**Excerpt:**
In addition to affecting a significant number of women, nearly one-half of the patients with COPD are under the age of 65 years. COPD is now a disease of old, young, men and women which includes just about everyone except perhaps Boy George.

So next time you go to light up your Sweet Cap, Marlboro or Death Styx remember my war story, speaking of which I see that my German flamethrower has just lit up the cat in the bathroom and Sarge is none too pleased.

Venom for medicine – Dr. David Frederick Hepburn

While New Mexicoing it recently in New Mexico I narrowly missed running over and squashing a monster sunning itself on the road, a Gila monster. Had I hit this loathsome leathery lizard and created this monster mash I could have once again destroyed one of the secrets that could save mankind. “Gila” pronounced “heela” as in healing, is a less than sexy reptile that, like the less than sexy Olson twins, eats only three meals a year.

Gila Monster - Dr. Hepburn
Gila Monster – Dr. Hepburn

I have some patients that eat three meals before breakfast. Most are now diabetic, a disease that is the product of how and how much we eat in this country. Yet Gila monsters not only don’t get diabetes but they don’t even get hungry. They have a chemical in their saliva, no doubt discovered by a lonely southwest lad with way too much time in the desert, called exenatide. Like insulin this chemical stimulates cells to take sugar out of the bloodstream but stops working when the sugar is normal! Thus it only works when it is actually needed, an advantage it gives diabetics who don’t want to have their blood sugar drop too low at the wrong time such as in the middle of the night or when dancing with Marie Osmond or her teeth.

Collected data
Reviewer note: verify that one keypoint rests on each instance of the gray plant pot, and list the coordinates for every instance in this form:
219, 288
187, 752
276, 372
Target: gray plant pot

**Goal of the exercise:** Reproduce the COPD and Gila monster excerpt from "So next time" up to and including "none too pleased.", switching "flamethrower" to "blowtorch". These items come from a separate source.

**Response for this exercise:**
So next time you go to light up your Sweet Cap, Marlboro or Death Styx remember my war story, speaking of which I see that my German blowtorch has just lit up the cat in the bathroom and Sarge is none too pleased.